* START Source *

Krishnamurti: I have. That gentleman and I have had many of these experiences during certain years. But what takes place? There is a bear a few feet away from you. There are all the bodily reactions, the flow of adrenalin and so on; you stop instantly and you turn away and run. What has happened there? What was the response? A conditioned response, wasn't it? People have told you generation after generation, 'Be careful of wild animals'. If you get frightened you will transmit that fear to the animal and then he will attack you. The whole thing is gone through instantly. Is that the functioning of fear - or is it intelligence? What is operating? Is it fear that has been aroused by the repetition of: 'be careful of the wild animals', which has been your conditioning from childhood? Or is it intelligence? The conditioned response to that animal and the action of that conditioned response is one thing. The operation of intelligence and the action of intelligence is different; the two are entirely different. Are you meeting this? A bus is rushing by, you don't throw yourself in front of it; your intelligence says, 'Don't do it'. This is not fear - unless you are neurotic or have taken drugs. Your intelligence, not fear, prevents you.

Questioner: Sir, when you meet a wild animal don't you have to have both intelligence and a conditioned response?

Krishnamurti: No Sir. See it. The moment it is a conditioned response there is fear involved in it and that is transmitted to the animal; but not if it is intelligence. So find out for yourself which is operating. If it is fear then its action is incomplete and therefore there is a danger from the animal; but in the action of intelligence there is no fear at all.

Questioner (1): You are saying that if I watch the bear with this intelligence, I can be killed by the bear without experiencing fear.

Questioner (2): If I hadn't met a bear before, I wouldn't even know it was a bear.

Krishnamurti: You are all making such complications. This is so simple. Now leave the animals alone. Let us start with ourselves; we are partly animals too.

* END Source *

Directives:
1) Answer these from the dialogue on fear and intelligence:
(a) According to Krishnamurti, what happens if you get frightened near a wild animal?
(b) What does he say keeps you from throwing yourself in front of a rushing bus?
(c) What does Questioner (2) say he wouldn't know if he hadn't met a bear before?
2) In the dialogue on fear and intelligence, why does Krishnamurti say acting from a conditioned response puts you in danger from the animal? Answer in one to three sentences.
3) Pick up the dialogue on fear and intelligence after its final line, with Krishnamurti going on to look at ourselves rather than at animals.
You won't need the records for this work.

* START Entries provided *

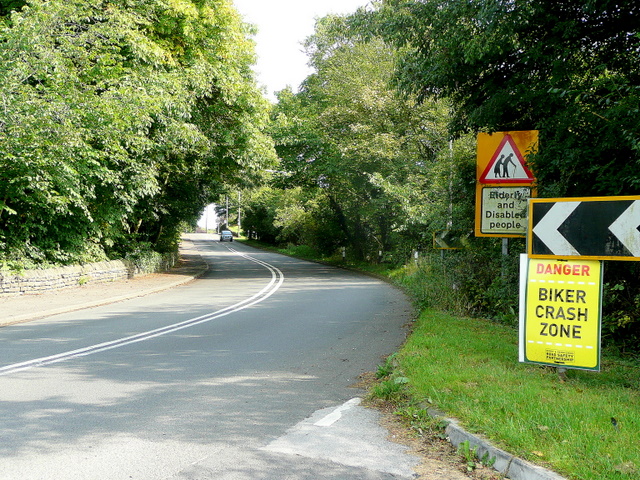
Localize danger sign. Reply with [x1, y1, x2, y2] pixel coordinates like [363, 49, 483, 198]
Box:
[520, 254, 602, 370]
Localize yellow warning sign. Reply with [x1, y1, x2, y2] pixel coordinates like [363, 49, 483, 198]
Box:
[476, 130, 538, 185]
[520, 255, 602, 370]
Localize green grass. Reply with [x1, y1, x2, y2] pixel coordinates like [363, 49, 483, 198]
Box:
[238, 238, 640, 480]
[395, 311, 640, 480]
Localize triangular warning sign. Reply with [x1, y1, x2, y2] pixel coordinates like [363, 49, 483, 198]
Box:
[479, 133, 535, 183]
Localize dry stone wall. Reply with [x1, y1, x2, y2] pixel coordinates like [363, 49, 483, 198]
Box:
[0, 255, 177, 297]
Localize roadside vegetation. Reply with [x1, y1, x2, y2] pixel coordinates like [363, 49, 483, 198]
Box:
[241, 237, 640, 480]
[0, 0, 275, 270]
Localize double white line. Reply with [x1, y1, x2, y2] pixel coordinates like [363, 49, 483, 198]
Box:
[0, 247, 284, 376]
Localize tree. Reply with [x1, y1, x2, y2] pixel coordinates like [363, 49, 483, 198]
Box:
[272, 16, 458, 258]
[0, 0, 274, 262]
[360, 0, 640, 196]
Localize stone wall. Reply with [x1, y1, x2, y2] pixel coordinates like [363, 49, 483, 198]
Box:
[0, 251, 177, 296]
[0, 260, 134, 296]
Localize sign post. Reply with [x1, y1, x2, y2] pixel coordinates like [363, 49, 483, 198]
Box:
[475, 130, 538, 238]
[519, 254, 602, 370]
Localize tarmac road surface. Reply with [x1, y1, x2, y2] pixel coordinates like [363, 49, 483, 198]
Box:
[0, 235, 419, 480]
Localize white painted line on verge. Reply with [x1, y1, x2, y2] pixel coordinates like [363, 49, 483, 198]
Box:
[0, 247, 284, 376]
[314, 398, 361, 427]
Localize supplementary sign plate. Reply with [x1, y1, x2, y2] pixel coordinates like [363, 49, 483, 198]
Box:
[475, 184, 532, 237]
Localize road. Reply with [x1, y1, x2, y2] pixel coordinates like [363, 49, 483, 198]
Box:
[0, 239, 416, 480]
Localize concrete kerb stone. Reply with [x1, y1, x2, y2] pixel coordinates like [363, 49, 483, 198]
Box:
[427, 408, 567, 480]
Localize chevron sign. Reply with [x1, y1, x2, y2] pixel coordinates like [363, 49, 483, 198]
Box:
[527, 196, 640, 261]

* END Entries provided *

Answer set:
1)
(a) You transmit that fear to the animal, and then it will attack you.
(b) Your intelligence, not fear.
(c) He wouldn't even know it was a bear.

2) A conditioned response involves fear, and that fear is transmitted to the animal. Because action from fear is incomplete, there is danger from the animal. In the action of intelligence there is no fear at all.

3)
The effects of fear and its actions based on past memories are destructive, contradictory and paralysing. Do we see that? - not verbally but actually; that when you are afraid you are completely isolated and any action that takes place from that isolation must be fragmentary and therefore contradictory, therefore there is struggle, pain and all the rest of it. Now, an action of awareness of fear without all the responses of memory is a complete action. Try it! Do it! Become aware as you are walking alone when you go home; your old fears will come up. Then watch, be aware whether those fears are actual fears, or projected by thought as memory. As the fear arises watch whether you are watching from the response of thought, or whether you are merely watching. What we are talking about is action, because life is action. We are not saying only one part of life is action. The whole of living is action and that action is broken up; the breaking up of action is this process of memory with its thoughts and isolation, Is that clear?

Questioner: You mean the idea is to experience totally every split second, without memory entering?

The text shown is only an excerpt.